==== Material for this task ====
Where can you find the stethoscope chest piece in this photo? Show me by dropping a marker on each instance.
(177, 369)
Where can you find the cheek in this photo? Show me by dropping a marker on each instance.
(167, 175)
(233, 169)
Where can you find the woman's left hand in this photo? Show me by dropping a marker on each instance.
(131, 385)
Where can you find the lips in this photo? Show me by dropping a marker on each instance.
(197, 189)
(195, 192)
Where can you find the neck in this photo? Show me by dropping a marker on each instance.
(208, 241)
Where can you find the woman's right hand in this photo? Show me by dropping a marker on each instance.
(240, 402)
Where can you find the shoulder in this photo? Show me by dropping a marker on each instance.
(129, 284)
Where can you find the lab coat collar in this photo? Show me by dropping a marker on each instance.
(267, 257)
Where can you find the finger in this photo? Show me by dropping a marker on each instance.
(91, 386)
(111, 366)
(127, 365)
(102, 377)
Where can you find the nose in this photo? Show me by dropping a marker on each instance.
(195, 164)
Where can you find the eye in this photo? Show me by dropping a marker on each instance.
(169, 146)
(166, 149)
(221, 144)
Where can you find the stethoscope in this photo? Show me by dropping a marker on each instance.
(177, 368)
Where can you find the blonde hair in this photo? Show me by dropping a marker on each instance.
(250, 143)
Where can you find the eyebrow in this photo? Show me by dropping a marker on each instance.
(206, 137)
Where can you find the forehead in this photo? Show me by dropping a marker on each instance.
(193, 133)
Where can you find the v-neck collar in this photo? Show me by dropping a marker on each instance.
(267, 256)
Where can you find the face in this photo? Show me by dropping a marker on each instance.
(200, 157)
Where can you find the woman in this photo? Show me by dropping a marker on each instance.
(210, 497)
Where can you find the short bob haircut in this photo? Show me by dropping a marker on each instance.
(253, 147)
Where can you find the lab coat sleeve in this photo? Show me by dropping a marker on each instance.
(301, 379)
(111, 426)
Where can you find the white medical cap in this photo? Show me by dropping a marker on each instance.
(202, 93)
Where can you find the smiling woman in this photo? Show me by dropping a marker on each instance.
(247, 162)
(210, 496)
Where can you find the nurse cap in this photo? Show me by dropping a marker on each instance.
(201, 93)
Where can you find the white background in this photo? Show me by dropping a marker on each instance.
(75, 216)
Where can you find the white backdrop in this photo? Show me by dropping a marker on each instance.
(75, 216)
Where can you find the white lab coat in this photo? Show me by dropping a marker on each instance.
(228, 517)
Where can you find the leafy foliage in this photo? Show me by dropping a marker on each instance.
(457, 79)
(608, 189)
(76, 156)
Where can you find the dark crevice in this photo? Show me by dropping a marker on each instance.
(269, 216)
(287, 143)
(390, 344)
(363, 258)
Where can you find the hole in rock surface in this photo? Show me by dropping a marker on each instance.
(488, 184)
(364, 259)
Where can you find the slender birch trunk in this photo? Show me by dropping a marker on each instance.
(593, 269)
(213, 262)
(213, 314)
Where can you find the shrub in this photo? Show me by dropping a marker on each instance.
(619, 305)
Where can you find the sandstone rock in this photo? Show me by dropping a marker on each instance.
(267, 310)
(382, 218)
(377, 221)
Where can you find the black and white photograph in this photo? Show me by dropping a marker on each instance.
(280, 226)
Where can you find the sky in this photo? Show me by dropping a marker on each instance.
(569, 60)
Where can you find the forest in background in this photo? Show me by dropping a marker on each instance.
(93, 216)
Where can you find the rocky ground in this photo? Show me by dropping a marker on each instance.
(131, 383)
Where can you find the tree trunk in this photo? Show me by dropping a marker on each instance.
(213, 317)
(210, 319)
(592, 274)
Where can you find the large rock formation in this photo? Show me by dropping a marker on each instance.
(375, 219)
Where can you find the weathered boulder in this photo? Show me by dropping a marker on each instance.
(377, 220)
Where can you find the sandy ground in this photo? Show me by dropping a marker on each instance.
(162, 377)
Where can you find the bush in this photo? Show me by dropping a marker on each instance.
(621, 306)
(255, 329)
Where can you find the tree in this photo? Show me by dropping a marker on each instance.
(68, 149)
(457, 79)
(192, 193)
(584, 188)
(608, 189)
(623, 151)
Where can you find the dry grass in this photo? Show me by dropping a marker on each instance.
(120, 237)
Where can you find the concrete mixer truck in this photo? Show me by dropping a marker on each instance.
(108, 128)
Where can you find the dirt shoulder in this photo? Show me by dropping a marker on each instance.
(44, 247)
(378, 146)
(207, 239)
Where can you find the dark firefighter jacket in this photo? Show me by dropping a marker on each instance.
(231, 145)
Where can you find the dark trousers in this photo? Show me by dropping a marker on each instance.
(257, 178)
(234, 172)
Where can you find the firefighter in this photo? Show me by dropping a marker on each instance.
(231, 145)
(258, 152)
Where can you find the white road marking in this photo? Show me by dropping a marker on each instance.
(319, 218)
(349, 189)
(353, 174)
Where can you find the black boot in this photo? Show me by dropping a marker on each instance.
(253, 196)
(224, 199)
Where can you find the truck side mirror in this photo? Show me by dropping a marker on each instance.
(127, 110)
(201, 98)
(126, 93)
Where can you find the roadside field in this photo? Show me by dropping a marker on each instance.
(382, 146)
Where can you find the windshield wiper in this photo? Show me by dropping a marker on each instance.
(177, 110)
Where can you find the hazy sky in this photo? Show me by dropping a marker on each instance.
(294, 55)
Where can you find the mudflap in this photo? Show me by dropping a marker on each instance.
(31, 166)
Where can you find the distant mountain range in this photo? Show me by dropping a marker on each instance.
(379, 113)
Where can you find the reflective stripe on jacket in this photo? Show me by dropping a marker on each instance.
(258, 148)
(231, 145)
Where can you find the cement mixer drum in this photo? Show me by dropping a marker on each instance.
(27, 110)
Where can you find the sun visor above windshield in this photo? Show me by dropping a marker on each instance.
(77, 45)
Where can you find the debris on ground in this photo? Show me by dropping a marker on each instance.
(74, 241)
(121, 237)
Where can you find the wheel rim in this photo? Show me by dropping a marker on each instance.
====
#### Goal
Using the material above, reproduce exactly the line that contains "Where can you find the dirt" and all lines after it through the last one, and only those.

#### Response
Where can you find the dirt shoulder in this photo? Show me by dropping a marker on each instance.
(44, 247)
(378, 146)
(207, 239)
Where can you find the dark firefighter jacket in this photo? Show me by dropping a marker on each instance.
(231, 145)
Where can you find the dark trousers in this photo? Show me by dropping a marker on each instance.
(257, 178)
(234, 172)
Where can you find the firefighter in this photo? Show me by dropping a marker on each instance.
(231, 145)
(258, 152)
Where can you find the white road marking in this photo? Show me by dropping a marker on each instance.
(319, 218)
(349, 189)
(353, 174)
Where can you find the black boot in this photo? Show me by dropping a marker on each instance.
(253, 196)
(224, 199)
Where can you find the truck side mirror in this photo? Show me by dropping a marker on each instance.
(127, 110)
(201, 98)
(126, 93)
Where can you find the roadside field in this photo? Show me by dropping a marker on each instance.
(382, 146)
Where can you find the windshield wiper in this photo? Show me by dropping a marker on each instance.
(177, 110)
Where can you find the hazy sky in this photo? Show me by dropping a marker on each instance.
(294, 55)
Where can you find the mudflap in this photo? Show me by dropping a marker on each instance.
(31, 166)
Where can you find the distant mountain range in this photo? Show me by dropping a marker on each instance.
(379, 113)
Where can you find the reflective stripe on jacket in this photo? Show me by dropping a marker on each instance.
(258, 148)
(231, 145)
Where can you find the cement mixer drum in this photo? Show me by dropping a marker on each instance.
(27, 110)
Where can you find the sun visor above windshield in this photo? Show me by dropping a marker on each instance.
(77, 45)
Where can you find the debris on ground in this photo? Show me by dropping a marker on each instance.
(74, 241)
(121, 237)
Where can you find the wheel rim in this photo? Show me by dropping a marker on each instance.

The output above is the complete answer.